*Tasks to complete*:
• a. In the text on metatarsus adductus, substitute "physicians" for "doctors" and write out the stretch from "With each of" through "limited effective solutions.".
• b. Answer these questions from the text on metatarsus adductus:
(i) Up to what share of the population does MTA affect?
(ii) Before what age should treatment preferably begin?
(iii) Which bone is named as the site of stress fractures on the outer side of the foot?

*Text passage*:
--------------------------------------------------

MTA is a relatively frequent and underestimated deformity (up to 7% of the population), in some cases it reaches and exceeds the incidence of valgus calcaneum, more simply understood as, a specific form of clubfoot characterized by dorsiflexion, eversion and abduction of the foot. Given the high incidence and the large percentage of underestimated cases (about 85%) the risk of progression and residual deformity and rigidity is high.
The primary goal of common treatment for metatarsus adductus is to straighten the forefoot and the heel through stretching, casts and surgery. Treatment recommended for metatarsus adductus is dependent on the severity of the condition and may include practices such as; observation, stretching, casting or surgery. Many have stated that a child’s foot straightens as they grow, thus treatment being unnecessary. According to recent studies, only 80 to 85 percent of mild cases of MTA can be resolved without treatment. Contrary to popular belief, all moderate to severe cases that are not flexible – require treatment.
Luckily, metatarsus adductus may be the most common deformity among infants, but it is also the one that can be treated with the most success, when treatment is started in the child’s early months – preferably before the age of nine months. At the birth of your newborn, an exciting special time, taking this risk with no guarantee is one worth questioning appropriate and effective treatment for. Why take the gamble on your child’s future?
With each of these common treatment options it is important to note their standstill in medicine. Across the globe, up until only a few years ago, castings were the only acceptable method of treatment for metatarsus adductus for the past 200 years. The casting method has not always been proven successful. It has been observed that although the correction was achieved, the problem recurred after the treatment was discontinued. Complications and difficulties with this casting method, brought doctors to give up treating mild to moderate cases and solely treat severe cases. Parents concerned with mild and moderate MTA in their child often turn to the “wait and see” method, due to the limited effective solutions.
Stretching and physiotherapy, often recommended by physicians, has never been proven as an effective treatment for MTA. As mentioned before, in order to achieve successful results, the treatment must begin before the age of 9 months. Treatments after the age of 10 months are less successful. It is important to note that, any delay in diagnosis and treatment might be significant in the child’s adult life, hamper treatment and leave him with a deformed and unstable gait, and side effects when older. These side effects can include pain, rapid shoe wear out, stress fractures on the outer side of the foot (the fifth metatarsal bone), hallux valgus (“bunion”) and mallet toe. Additionally, children born with metatarsus adductus may have a higher risk for developmental dysplasia of the hips.

--------------------------------------------------

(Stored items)
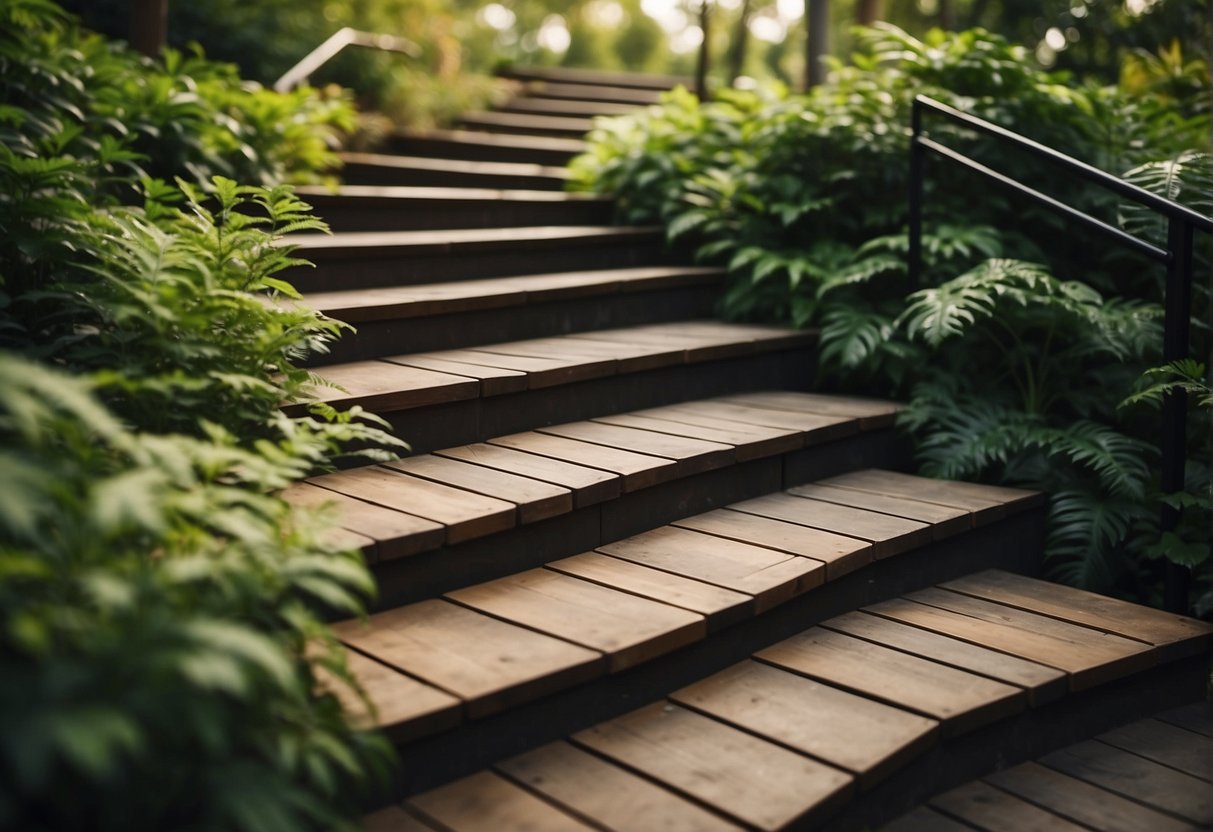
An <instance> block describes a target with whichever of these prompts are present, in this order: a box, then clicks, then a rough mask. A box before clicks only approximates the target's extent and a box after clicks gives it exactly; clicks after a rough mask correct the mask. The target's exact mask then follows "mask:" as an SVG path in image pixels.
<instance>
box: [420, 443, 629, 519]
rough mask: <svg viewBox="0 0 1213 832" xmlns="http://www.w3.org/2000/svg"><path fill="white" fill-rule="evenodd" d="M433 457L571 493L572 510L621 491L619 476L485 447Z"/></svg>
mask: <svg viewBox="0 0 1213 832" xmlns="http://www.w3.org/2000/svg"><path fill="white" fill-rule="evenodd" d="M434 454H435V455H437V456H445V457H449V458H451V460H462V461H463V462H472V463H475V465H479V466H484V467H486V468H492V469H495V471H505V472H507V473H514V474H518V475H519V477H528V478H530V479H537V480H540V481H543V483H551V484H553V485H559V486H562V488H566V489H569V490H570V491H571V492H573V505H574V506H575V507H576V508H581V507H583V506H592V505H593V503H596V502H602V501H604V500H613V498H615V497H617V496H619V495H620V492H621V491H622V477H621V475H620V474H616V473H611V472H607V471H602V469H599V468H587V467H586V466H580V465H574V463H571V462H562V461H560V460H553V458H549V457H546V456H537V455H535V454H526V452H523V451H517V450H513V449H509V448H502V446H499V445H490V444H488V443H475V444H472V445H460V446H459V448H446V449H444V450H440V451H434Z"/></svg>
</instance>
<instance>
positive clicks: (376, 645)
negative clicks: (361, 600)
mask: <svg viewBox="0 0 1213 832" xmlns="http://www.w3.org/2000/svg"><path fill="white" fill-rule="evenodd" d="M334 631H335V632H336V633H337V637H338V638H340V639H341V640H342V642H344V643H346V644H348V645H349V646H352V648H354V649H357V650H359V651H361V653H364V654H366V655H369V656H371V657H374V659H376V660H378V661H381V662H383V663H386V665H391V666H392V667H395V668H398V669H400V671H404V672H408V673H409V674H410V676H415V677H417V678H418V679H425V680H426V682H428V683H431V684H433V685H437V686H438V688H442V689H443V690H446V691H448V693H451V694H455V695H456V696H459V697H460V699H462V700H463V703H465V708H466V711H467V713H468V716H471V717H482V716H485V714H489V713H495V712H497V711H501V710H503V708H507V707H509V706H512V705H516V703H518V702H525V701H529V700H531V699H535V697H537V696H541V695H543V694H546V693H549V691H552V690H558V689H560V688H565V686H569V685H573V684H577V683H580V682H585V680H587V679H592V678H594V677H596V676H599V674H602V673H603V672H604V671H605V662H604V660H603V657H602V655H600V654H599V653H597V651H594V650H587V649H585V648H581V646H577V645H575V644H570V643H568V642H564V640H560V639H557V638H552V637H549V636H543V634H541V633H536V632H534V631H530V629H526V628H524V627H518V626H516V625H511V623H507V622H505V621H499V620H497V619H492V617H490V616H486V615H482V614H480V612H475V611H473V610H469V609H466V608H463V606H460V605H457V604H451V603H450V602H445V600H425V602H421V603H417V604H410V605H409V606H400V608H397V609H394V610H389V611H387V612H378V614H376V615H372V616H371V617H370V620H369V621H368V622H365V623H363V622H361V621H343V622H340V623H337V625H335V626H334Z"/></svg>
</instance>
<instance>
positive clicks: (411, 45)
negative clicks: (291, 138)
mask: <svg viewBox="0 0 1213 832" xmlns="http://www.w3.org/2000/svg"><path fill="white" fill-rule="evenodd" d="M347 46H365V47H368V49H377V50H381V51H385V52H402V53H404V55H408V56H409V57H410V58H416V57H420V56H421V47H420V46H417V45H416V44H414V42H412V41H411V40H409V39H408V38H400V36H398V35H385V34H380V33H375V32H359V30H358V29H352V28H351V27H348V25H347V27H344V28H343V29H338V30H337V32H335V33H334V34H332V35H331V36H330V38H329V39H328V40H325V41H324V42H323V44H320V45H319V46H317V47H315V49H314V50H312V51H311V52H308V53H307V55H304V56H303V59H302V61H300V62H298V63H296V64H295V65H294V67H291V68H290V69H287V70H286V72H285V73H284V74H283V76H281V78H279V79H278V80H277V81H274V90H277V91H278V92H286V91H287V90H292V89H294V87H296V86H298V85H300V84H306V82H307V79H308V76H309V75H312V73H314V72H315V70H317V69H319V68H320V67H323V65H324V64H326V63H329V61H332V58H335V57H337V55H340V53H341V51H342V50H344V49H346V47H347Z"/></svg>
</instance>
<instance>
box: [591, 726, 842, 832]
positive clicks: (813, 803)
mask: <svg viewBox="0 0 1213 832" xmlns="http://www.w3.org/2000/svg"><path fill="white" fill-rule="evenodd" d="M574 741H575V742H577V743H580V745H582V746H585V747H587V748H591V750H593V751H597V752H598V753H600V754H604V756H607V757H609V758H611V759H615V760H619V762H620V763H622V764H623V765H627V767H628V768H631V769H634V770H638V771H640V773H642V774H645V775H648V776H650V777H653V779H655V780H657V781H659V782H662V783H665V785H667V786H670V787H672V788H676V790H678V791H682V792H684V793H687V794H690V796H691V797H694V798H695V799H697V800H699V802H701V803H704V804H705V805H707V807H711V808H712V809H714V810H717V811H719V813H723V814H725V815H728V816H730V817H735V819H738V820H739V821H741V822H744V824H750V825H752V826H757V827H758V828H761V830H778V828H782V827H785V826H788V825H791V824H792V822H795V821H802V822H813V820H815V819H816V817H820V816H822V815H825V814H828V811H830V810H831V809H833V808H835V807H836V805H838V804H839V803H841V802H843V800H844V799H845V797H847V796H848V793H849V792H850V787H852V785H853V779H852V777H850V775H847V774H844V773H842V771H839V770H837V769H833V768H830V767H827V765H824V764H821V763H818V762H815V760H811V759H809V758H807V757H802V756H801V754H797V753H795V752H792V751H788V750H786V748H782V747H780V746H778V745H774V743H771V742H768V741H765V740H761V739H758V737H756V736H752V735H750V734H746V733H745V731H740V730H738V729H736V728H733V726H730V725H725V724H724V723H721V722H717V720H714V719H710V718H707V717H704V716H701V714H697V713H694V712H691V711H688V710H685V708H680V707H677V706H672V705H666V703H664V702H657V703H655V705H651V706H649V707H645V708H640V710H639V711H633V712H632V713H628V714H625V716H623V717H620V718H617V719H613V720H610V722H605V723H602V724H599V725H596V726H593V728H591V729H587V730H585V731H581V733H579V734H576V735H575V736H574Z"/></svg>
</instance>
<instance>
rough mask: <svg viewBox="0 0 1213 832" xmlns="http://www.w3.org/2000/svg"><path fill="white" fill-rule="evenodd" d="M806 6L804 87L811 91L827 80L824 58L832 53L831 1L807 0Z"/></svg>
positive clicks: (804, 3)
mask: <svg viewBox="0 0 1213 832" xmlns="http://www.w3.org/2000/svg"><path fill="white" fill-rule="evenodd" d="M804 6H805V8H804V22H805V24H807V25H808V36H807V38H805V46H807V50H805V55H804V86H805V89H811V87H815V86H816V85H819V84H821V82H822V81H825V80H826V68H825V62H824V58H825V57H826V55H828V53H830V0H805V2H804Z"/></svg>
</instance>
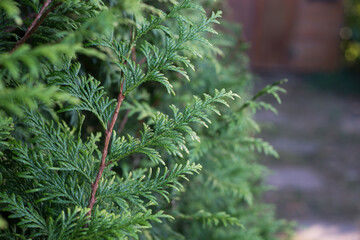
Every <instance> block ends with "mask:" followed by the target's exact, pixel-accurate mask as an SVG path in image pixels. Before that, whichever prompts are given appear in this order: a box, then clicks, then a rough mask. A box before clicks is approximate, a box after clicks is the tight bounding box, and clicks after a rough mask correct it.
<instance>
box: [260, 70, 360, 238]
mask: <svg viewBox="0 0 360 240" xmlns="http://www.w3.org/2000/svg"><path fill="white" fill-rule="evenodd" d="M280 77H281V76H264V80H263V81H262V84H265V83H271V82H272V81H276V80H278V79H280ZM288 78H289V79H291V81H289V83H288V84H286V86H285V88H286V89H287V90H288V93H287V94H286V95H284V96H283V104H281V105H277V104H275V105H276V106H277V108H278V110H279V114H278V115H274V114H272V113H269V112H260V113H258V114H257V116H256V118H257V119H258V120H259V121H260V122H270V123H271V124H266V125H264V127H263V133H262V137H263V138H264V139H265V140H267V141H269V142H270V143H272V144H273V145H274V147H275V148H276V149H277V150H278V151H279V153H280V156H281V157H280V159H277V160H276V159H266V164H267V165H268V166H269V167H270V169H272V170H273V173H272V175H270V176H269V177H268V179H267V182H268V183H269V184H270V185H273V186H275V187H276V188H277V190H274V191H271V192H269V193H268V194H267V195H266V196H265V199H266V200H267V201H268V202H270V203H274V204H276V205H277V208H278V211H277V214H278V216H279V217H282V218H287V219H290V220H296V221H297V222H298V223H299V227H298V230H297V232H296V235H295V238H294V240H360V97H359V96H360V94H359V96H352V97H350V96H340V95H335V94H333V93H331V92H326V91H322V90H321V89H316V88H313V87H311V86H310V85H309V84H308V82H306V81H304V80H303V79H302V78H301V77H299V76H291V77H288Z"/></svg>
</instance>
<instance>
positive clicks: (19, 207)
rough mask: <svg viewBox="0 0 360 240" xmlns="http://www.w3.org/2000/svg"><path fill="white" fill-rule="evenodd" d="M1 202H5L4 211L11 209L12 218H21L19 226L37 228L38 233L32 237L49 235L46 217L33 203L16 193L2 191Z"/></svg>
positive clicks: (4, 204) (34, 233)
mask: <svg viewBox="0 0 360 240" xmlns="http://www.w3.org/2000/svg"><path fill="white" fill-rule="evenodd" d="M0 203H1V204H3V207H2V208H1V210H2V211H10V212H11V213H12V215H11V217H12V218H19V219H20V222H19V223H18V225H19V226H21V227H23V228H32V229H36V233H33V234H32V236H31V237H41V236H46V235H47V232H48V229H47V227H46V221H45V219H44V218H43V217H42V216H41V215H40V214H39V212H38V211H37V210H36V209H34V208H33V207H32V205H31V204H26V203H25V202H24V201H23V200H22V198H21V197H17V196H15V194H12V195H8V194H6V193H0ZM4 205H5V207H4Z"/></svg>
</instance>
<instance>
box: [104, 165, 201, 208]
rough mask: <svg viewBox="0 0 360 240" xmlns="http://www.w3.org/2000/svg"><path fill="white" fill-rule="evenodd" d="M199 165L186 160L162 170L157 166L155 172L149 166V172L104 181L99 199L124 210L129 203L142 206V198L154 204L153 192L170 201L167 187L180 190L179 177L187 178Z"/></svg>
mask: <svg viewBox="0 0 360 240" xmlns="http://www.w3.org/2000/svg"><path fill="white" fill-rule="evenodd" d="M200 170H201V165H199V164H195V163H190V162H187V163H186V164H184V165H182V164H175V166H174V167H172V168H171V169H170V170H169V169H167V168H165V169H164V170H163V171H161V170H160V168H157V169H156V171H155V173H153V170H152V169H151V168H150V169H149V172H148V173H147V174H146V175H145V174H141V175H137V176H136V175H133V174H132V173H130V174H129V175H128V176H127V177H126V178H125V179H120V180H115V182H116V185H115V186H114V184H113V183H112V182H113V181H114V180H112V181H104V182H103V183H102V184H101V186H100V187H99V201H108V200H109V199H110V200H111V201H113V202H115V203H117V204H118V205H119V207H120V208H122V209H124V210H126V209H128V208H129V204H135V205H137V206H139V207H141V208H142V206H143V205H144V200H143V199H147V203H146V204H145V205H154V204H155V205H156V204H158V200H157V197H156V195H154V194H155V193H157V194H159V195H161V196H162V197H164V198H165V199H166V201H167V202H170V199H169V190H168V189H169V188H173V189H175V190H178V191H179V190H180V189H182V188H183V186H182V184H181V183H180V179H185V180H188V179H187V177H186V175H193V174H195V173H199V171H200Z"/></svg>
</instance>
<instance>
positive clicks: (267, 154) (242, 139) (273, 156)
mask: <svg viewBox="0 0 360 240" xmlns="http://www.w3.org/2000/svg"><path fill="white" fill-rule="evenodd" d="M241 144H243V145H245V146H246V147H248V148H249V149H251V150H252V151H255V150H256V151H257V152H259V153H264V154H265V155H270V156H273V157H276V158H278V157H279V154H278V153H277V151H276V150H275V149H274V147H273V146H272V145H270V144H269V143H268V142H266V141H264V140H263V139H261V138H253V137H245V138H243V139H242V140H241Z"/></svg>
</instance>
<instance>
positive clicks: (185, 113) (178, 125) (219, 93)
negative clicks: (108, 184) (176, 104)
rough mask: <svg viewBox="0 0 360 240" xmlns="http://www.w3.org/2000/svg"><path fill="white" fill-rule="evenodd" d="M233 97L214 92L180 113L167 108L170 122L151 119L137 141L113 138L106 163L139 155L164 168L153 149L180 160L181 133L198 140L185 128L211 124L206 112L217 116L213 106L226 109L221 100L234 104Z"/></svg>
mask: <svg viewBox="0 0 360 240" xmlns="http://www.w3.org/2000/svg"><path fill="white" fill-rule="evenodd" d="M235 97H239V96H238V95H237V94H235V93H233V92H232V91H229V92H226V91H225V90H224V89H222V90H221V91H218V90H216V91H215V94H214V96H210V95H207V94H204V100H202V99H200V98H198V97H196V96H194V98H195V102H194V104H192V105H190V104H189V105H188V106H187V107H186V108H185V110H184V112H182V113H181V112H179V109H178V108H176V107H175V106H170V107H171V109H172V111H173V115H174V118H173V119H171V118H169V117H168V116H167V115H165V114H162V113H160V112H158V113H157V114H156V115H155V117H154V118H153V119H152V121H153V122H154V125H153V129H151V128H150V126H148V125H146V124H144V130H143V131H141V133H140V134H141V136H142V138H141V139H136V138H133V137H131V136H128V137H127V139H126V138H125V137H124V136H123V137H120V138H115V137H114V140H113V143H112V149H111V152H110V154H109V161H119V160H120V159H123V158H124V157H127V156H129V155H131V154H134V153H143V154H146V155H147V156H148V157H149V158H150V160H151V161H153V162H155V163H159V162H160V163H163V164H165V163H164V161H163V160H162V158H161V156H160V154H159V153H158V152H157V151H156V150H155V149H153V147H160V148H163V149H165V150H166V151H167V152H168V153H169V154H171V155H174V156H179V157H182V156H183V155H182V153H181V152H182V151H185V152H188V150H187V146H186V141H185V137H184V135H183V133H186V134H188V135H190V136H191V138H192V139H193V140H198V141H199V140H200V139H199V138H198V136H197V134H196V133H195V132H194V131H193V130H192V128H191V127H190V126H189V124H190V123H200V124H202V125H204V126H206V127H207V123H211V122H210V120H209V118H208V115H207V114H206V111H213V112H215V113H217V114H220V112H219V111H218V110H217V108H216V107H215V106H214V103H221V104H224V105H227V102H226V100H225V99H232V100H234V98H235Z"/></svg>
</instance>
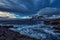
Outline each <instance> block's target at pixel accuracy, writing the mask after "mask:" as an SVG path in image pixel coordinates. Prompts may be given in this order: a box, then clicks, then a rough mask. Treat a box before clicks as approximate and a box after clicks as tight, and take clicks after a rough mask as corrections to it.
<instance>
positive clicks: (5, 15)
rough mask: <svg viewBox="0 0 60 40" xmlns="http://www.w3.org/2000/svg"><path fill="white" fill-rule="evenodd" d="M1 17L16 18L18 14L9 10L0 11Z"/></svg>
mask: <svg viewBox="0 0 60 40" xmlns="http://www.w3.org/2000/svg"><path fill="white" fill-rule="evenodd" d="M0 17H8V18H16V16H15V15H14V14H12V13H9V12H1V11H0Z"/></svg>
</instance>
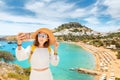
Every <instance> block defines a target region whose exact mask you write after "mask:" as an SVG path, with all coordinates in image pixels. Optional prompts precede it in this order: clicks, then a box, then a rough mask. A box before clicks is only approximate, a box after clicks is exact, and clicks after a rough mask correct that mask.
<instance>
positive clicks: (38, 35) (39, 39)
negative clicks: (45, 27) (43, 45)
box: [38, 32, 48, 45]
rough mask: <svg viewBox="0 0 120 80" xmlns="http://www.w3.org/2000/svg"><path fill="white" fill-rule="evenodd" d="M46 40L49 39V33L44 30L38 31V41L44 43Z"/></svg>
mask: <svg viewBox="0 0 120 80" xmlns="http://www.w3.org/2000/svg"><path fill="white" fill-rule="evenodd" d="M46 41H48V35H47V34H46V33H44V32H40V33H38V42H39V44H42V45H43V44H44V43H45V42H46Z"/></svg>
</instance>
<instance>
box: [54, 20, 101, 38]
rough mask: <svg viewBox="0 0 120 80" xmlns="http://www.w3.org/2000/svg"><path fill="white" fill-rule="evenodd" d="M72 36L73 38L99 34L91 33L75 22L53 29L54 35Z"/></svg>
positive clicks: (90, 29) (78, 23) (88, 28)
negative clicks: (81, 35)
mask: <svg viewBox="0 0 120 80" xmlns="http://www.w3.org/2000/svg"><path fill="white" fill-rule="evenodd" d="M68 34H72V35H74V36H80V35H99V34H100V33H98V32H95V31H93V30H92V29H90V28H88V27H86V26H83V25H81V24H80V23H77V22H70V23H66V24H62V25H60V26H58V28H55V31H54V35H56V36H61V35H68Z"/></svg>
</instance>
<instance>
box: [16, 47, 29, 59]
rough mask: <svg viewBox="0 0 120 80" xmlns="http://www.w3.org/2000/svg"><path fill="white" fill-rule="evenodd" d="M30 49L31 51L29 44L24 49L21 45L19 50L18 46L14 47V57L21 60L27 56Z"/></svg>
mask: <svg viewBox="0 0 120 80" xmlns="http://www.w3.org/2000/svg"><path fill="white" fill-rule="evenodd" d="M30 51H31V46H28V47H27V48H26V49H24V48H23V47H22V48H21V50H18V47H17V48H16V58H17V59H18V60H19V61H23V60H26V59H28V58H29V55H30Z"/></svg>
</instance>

--------------------------------------------------

*Per-task outputs*:
• a.
With each of these common treatment options it is important to note their standstill in medicine. Across the globe, up until only a few years ago, castings were the only acceptable method of treatment for metatarsus adductus for the past 200 years. The casting method has not always been proven successful. It has been observed that although the correction was achieved, the problem recurred after the treatment was discontinued. Complications and difficulties with this casting method, brought physicians to give up treating mild to moderate cases and solely treat severe cases. Parents concerned with mild and moderate MTA in their child often turn to the “wait and see” method, due to the limited effective solutions.

• b.
(i) Up to 7% of the population.
(ii) Before the age of nine months.
(iii) The fifth metatarsal bone.